▼
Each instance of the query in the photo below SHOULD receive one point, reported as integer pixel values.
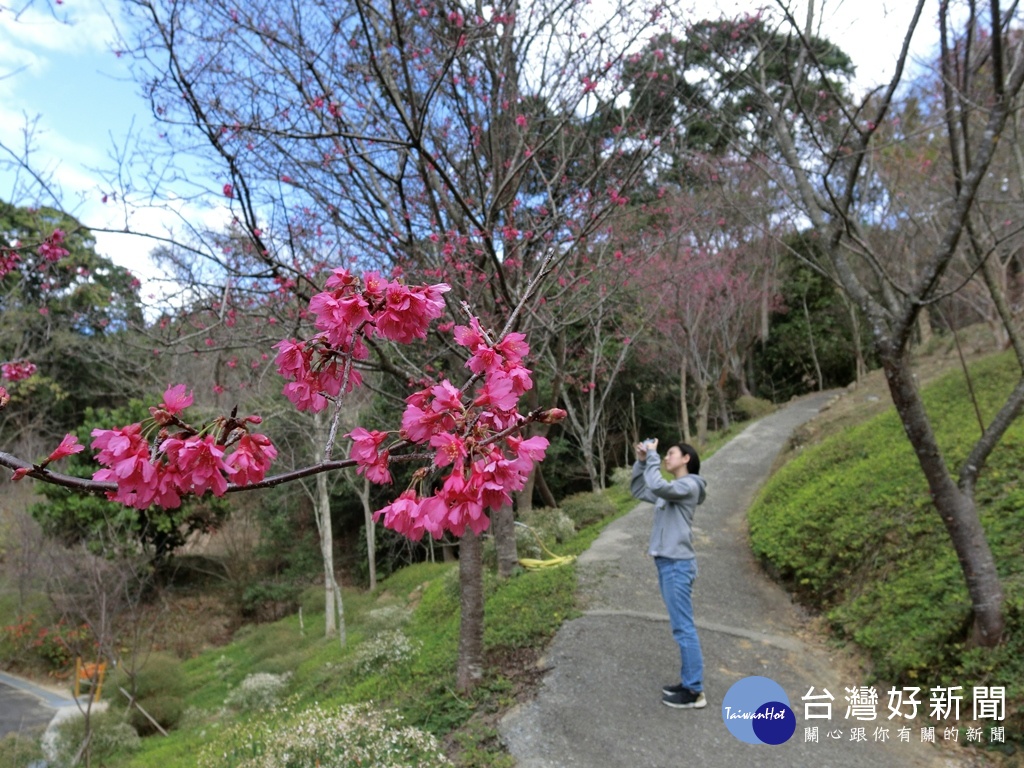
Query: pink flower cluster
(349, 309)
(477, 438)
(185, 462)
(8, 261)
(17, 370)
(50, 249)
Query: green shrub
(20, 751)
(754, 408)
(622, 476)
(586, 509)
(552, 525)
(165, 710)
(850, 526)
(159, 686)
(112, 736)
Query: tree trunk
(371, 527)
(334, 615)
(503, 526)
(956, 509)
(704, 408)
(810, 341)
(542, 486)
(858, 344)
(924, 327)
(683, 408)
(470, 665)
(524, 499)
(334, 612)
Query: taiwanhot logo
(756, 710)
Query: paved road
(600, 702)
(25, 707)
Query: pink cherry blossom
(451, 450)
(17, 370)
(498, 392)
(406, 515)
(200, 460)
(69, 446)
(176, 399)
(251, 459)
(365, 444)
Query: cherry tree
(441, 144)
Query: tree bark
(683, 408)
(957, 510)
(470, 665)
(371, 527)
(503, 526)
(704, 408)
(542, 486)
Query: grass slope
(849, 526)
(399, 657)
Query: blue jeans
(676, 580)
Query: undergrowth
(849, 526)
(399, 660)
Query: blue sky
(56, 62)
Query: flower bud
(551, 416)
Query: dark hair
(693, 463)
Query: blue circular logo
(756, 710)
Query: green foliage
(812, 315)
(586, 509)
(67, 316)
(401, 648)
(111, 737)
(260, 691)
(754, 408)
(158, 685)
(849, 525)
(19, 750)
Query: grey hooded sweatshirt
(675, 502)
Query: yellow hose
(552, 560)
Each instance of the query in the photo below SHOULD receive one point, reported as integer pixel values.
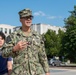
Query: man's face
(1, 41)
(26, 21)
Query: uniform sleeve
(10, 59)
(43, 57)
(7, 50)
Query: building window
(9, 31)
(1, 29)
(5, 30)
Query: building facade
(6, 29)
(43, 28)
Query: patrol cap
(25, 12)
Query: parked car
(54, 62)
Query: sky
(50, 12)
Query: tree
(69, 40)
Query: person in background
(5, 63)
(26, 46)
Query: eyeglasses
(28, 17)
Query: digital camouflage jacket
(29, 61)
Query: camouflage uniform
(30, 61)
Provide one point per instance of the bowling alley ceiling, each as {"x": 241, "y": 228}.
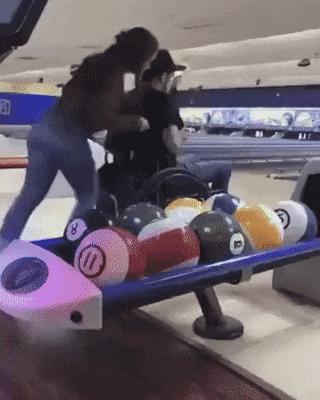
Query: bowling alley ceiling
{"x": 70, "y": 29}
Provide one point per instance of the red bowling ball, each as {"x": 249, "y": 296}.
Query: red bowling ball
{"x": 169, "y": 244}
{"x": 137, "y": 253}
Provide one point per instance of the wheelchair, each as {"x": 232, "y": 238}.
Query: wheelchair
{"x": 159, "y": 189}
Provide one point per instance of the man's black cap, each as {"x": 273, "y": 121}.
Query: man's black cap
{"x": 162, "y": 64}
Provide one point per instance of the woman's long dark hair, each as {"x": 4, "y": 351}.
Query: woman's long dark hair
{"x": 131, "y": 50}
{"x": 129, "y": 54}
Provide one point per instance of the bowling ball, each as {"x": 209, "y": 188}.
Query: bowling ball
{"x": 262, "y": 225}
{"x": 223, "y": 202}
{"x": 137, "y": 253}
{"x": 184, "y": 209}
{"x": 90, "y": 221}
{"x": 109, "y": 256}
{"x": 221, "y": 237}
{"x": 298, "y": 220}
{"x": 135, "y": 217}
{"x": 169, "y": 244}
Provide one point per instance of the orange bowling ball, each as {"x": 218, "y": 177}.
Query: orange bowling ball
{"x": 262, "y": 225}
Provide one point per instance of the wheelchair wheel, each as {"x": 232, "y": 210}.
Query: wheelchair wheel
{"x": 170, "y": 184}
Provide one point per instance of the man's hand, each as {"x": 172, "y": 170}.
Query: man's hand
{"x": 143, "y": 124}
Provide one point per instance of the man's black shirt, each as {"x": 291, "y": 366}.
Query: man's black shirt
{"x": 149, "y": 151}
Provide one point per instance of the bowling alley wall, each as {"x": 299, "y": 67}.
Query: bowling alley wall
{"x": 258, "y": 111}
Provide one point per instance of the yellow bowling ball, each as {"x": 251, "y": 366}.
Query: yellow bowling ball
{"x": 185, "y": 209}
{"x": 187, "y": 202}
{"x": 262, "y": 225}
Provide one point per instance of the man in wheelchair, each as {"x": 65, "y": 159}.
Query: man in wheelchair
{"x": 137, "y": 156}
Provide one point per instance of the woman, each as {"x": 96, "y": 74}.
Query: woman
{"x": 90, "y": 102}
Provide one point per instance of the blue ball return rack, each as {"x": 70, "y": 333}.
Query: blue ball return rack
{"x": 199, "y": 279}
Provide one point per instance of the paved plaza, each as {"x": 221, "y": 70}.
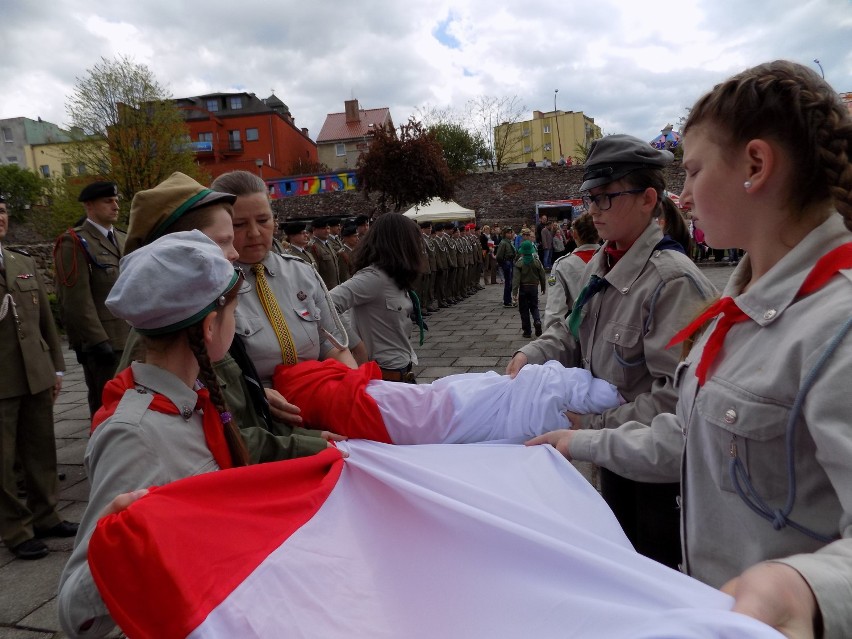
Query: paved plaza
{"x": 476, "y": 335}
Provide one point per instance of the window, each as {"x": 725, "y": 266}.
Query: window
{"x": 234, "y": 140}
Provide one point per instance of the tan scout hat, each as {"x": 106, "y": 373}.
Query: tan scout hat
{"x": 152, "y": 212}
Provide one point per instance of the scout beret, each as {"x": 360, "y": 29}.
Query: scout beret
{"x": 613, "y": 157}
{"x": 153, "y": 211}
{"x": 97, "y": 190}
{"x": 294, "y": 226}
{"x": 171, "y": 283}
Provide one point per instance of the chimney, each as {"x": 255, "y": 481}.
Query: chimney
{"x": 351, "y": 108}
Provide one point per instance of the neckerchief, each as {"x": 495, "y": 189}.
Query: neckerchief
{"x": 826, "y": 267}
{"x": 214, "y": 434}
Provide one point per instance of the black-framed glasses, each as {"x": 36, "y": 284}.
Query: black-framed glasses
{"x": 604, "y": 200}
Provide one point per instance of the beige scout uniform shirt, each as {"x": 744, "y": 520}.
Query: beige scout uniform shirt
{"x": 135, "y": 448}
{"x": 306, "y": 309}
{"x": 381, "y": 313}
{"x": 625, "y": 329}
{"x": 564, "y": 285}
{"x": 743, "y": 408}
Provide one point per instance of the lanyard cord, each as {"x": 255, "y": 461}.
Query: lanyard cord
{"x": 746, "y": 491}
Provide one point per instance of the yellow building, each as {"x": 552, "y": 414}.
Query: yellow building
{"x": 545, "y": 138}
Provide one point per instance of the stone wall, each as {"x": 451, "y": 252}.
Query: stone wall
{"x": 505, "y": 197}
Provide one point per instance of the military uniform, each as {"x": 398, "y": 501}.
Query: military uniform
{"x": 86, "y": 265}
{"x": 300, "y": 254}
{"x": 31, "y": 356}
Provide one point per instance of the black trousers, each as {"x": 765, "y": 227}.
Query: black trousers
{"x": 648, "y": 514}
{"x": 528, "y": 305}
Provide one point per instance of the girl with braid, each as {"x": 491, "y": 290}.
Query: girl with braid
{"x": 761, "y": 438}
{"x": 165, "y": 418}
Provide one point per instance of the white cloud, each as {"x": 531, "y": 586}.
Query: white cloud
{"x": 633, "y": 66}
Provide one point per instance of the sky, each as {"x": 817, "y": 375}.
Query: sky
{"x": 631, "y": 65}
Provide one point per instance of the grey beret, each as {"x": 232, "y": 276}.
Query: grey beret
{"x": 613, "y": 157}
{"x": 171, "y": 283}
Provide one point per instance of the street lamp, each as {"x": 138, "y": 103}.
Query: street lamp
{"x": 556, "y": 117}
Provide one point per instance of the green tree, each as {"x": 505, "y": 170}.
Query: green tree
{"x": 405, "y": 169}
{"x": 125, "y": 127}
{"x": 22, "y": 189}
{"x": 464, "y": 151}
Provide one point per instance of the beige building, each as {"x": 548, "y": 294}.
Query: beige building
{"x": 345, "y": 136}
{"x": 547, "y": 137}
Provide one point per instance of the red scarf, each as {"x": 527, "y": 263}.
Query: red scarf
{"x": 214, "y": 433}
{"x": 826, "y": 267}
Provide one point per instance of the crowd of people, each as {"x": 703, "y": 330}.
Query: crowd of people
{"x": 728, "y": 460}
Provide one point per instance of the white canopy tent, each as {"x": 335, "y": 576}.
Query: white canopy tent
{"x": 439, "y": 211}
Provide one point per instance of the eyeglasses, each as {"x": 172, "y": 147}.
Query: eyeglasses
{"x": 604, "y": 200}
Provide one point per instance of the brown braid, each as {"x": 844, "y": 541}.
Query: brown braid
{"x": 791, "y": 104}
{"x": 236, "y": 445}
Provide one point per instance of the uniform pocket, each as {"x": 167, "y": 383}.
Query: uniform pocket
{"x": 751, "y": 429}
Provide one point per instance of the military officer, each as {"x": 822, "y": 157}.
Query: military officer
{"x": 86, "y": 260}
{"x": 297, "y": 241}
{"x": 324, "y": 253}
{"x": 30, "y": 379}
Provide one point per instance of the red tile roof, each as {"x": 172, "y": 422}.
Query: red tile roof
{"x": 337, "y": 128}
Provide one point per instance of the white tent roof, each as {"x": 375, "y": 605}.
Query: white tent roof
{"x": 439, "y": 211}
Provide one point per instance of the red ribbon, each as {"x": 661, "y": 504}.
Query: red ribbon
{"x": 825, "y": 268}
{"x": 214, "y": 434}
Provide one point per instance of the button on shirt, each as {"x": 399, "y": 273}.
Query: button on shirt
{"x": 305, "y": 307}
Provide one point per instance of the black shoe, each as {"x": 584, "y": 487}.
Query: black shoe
▲
TASK INSTRUCTIONS = Your reply should consist of one number: how many lines in the entries contain the string "shoe".

ANSWER SECTION = 2